■ Exercise objective:
Every record below should be transcribed exactly. Omit the images.
── Exercise input
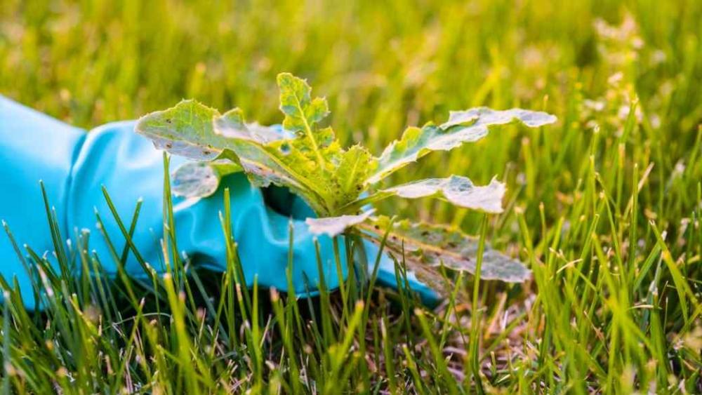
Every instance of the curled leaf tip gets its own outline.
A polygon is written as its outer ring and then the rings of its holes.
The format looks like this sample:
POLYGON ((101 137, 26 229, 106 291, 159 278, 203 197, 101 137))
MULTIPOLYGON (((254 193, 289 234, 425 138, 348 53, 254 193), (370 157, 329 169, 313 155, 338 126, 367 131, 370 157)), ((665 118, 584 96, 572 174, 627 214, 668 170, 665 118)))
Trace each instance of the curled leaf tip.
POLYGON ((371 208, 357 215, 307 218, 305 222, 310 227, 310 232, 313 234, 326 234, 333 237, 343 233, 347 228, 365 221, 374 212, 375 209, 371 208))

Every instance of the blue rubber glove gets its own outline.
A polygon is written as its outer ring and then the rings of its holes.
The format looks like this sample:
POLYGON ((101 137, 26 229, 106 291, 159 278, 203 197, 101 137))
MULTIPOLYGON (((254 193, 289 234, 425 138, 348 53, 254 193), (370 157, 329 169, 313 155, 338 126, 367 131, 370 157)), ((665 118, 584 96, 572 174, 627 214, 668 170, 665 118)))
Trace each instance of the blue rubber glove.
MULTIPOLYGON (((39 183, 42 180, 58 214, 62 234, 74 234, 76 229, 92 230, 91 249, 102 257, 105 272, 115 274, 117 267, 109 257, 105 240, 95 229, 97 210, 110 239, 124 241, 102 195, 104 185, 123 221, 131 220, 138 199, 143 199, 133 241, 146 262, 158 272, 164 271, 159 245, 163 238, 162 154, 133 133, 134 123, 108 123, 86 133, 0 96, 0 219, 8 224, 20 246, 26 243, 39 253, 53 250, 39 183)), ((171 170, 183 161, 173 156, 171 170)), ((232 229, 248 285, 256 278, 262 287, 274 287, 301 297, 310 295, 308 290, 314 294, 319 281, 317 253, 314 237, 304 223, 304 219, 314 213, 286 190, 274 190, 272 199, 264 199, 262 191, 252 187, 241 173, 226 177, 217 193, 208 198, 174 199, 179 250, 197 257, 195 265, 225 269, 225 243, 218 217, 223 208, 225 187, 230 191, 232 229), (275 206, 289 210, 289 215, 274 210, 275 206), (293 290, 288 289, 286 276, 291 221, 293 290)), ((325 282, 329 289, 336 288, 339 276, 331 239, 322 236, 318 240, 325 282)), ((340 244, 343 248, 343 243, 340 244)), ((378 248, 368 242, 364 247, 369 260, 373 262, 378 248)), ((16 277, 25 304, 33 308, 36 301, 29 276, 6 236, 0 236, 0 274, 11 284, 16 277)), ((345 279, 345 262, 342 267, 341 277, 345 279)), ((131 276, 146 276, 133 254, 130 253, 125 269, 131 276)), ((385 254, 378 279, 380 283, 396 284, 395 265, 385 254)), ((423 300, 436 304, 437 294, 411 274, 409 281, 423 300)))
────
■ Answer to the task:
Every instance of the curled leaf tip gets its own outline.
A polygon is written as its outer ring and then the rings of its holes.
The format looks like this sample:
POLYGON ((101 137, 26 229, 106 291, 159 278, 203 197, 101 137))
MULTIPOLYGON (((254 193, 289 234, 425 138, 348 53, 254 193), (370 157, 329 169, 313 155, 338 126, 367 131, 370 157)), ((665 118, 584 96, 572 174, 627 214, 668 170, 665 118)))
Trace each instance of the curled leaf tip.
POLYGON ((371 208, 357 215, 307 218, 305 222, 310 227, 310 232, 313 234, 326 234, 333 237, 343 233, 347 228, 365 221, 374 212, 375 209, 371 208))

Every instance of the blue rubber glove gets its own outline.
A polygon is written as its outer ring and then the rings of its holes.
The format looks like this sample:
POLYGON ((101 137, 26 229, 106 291, 159 278, 203 197, 101 137))
MULTIPOLYGON (((254 193, 289 234, 425 138, 348 53, 254 193), (370 157, 329 169, 313 155, 338 126, 367 131, 370 157)), ((665 118, 584 96, 572 174, 627 214, 668 170, 665 118)))
Trace each instance of the blue rubber glove.
MULTIPOLYGON (((39 183, 42 180, 58 214, 62 234, 74 234, 76 229, 92 230, 91 249, 102 257, 105 272, 115 274, 117 267, 109 257, 105 240, 95 229, 97 210, 110 239, 124 241, 102 195, 104 185, 123 221, 131 220, 138 199, 143 199, 133 241, 146 262, 158 272, 164 271, 159 245, 163 238, 162 154, 133 133, 134 123, 108 123, 86 133, 0 96, 0 219, 8 224, 20 246, 26 243, 39 253, 53 250, 39 183)), ((171 170, 183 161, 173 156, 171 170)), ((232 229, 248 285, 256 278, 262 287, 274 287, 301 297, 310 295, 308 290, 314 294, 319 281, 317 253, 314 237, 304 223, 304 219, 314 213, 286 190, 274 190, 272 199, 264 199, 262 191, 252 187, 241 173, 226 177, 217 193, 208 198, 174 199, 179 250, 197 257, 195 265, 225 269, 225 243, 218 217, 223 208, 225 187, 230 191, 232 229), (275 206, 289 210, 289 215, 274 210, 275 206), (293 290, 288 289, 286 276, 291 221, 293 290)), ((325 282, 329 289, 336 288, 339 276, 331 239, 322 236, 318 240, 325 282)), ((340 244, 343 248, 343 243, 340 244)), ((378 248, 368 242, 364 247, 369 260, 373 262, 378 248)), ((16 277, 25 304, 33 308, 36 301, 29 276, 6 236, 0 236, 0 274, 11 284, 16 277)), ((345 279, 345 262, 342 267, 341 277, 345 279)), ((131 276, 146 276, 133 254, 130 253, 125 269, 131 276)), ((385 254, 378 279, 380 283, 396 284, 395 265, 385 254)), ((423 300, 436 304, 437 294, 411 274, 409 281, 423 300)))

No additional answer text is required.